===== RECORD LIST
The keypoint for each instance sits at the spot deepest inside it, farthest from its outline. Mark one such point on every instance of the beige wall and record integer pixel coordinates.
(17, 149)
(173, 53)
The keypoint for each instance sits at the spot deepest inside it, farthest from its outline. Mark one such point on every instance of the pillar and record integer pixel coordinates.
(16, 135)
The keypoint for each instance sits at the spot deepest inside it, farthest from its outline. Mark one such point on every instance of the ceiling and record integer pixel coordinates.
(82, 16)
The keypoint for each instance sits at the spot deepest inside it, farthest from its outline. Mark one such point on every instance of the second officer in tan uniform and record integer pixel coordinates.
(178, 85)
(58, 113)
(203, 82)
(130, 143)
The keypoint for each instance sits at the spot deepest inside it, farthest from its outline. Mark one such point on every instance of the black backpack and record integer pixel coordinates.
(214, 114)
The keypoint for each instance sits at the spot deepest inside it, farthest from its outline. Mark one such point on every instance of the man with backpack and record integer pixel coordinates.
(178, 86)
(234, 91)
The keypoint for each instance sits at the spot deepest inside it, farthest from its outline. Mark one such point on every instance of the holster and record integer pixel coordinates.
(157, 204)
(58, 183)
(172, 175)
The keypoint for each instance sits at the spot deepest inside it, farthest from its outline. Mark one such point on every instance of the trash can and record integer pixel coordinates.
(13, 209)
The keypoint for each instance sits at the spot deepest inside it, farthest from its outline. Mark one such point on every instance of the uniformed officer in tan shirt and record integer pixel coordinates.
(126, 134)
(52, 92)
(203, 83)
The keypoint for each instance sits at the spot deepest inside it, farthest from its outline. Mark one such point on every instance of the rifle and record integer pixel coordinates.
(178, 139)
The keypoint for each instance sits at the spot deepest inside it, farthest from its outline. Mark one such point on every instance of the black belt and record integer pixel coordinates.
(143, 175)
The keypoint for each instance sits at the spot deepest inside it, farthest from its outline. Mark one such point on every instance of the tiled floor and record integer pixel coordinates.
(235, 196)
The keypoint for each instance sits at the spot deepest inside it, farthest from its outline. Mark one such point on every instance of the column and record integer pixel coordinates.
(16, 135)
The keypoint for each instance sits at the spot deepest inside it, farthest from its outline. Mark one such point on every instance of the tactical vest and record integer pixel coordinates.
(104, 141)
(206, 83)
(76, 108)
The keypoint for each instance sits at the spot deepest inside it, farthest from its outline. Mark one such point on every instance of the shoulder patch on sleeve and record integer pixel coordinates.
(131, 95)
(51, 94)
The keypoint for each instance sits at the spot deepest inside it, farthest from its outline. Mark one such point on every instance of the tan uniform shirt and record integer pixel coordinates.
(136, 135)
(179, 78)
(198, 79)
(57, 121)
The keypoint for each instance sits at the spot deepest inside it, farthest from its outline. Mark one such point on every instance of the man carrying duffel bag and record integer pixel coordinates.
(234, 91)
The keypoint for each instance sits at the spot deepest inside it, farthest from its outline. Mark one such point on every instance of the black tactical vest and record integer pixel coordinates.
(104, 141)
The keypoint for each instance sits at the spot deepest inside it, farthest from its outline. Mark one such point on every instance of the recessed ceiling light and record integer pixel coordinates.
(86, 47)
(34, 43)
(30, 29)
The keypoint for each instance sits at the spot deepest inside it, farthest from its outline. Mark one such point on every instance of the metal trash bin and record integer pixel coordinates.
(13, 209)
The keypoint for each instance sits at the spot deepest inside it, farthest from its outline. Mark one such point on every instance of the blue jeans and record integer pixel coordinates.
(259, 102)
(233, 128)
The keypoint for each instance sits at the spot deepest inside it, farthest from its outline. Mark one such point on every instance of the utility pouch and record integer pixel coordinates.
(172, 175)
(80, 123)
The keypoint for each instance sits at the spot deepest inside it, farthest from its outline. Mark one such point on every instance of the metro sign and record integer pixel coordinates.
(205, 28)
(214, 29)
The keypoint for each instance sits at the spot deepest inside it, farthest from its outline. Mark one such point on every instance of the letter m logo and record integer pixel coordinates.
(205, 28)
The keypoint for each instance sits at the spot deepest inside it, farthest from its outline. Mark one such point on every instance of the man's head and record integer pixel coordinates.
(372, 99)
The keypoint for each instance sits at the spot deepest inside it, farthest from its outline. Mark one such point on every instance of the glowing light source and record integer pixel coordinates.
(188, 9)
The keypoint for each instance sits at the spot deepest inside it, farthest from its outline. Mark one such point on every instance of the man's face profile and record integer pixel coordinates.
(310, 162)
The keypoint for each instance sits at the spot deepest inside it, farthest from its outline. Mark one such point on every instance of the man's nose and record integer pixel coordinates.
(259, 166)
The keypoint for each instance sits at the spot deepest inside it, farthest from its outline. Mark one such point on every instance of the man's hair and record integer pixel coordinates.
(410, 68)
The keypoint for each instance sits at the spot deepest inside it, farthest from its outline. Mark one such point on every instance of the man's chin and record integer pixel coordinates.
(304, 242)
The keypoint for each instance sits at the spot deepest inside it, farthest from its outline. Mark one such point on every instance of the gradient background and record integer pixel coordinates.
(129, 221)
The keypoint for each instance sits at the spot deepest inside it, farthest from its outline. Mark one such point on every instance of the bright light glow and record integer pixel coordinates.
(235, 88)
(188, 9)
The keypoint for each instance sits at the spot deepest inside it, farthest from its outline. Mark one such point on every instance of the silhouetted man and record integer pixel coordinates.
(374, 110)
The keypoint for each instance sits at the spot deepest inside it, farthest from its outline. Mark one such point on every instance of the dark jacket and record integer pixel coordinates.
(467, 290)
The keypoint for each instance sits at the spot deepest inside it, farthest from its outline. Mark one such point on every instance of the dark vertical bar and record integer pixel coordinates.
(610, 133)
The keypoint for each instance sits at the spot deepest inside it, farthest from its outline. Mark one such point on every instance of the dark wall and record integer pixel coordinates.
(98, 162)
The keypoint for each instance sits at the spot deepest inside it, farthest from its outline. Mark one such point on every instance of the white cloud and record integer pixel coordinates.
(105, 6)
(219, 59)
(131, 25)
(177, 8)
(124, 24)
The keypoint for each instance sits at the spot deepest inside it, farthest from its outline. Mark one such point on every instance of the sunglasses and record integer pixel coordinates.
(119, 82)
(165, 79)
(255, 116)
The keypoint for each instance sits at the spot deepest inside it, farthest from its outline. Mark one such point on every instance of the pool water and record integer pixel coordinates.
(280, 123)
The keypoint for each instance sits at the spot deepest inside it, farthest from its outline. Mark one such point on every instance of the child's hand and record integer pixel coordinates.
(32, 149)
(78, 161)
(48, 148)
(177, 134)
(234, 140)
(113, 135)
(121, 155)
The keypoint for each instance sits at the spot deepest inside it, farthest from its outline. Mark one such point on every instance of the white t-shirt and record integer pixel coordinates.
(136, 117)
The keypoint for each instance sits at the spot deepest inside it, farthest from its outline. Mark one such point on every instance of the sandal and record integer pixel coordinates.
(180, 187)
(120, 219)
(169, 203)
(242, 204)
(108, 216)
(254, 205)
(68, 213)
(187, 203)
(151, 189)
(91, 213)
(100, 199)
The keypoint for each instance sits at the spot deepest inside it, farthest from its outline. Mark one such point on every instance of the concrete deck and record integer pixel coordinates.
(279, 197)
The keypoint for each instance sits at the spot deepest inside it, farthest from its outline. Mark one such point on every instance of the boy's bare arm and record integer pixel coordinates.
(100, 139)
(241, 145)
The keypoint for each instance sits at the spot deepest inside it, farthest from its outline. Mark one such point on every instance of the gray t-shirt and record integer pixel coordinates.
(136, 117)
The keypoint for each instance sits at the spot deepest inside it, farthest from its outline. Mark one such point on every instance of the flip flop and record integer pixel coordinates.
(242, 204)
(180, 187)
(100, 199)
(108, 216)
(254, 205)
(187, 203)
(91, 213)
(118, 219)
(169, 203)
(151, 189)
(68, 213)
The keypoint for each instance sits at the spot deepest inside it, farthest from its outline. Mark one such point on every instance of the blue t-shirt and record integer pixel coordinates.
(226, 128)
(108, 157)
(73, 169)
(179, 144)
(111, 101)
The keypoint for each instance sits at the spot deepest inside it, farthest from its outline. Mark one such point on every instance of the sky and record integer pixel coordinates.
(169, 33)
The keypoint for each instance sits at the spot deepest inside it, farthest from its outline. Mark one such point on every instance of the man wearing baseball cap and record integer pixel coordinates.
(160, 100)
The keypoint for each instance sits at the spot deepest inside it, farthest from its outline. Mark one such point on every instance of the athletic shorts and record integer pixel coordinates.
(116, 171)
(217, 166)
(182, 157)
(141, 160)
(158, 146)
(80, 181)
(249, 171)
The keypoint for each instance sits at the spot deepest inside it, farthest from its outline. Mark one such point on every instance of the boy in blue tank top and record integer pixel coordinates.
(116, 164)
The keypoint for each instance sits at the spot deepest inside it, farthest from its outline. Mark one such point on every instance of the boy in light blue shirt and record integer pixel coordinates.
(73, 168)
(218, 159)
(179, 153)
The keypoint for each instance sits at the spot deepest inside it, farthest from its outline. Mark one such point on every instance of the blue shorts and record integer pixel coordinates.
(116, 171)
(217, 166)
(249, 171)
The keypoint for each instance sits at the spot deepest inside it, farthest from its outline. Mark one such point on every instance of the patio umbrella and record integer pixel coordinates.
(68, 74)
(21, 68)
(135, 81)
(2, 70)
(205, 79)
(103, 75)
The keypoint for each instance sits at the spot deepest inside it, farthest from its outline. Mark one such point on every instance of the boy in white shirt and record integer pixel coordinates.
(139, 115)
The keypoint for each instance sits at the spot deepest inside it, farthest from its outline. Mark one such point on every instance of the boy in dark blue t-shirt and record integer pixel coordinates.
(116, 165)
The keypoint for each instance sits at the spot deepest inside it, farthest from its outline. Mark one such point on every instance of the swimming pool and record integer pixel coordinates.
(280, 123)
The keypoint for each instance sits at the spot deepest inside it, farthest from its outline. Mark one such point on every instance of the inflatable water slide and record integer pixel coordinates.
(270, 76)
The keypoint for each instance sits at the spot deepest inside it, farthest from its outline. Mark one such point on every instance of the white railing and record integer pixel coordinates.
==========
#### DIRECTIONS
Retype only the lines running from the line with "pool and record integer pixel coordinates." to the end of the listing, including both of those lines.

#### TASK RESPONSE
The keypoint for each instance sits at the spot deepest inside it, farthest from its outline. Mark one such point on every instance of the swimming pool and record integer pixel coordinates.
(280, 123)
The keypoint for each instance sits at the spot deepest inside it, farthest from its outline. Mark one such point on every instance of the inflatable water slide and record integer pixel coordinates.
(270, 76)
The keypoint for each instance sits at the spot deepest inside it, farthest from its outline. Mark one such point on every instance of the white railing and record integer pixel coordinates.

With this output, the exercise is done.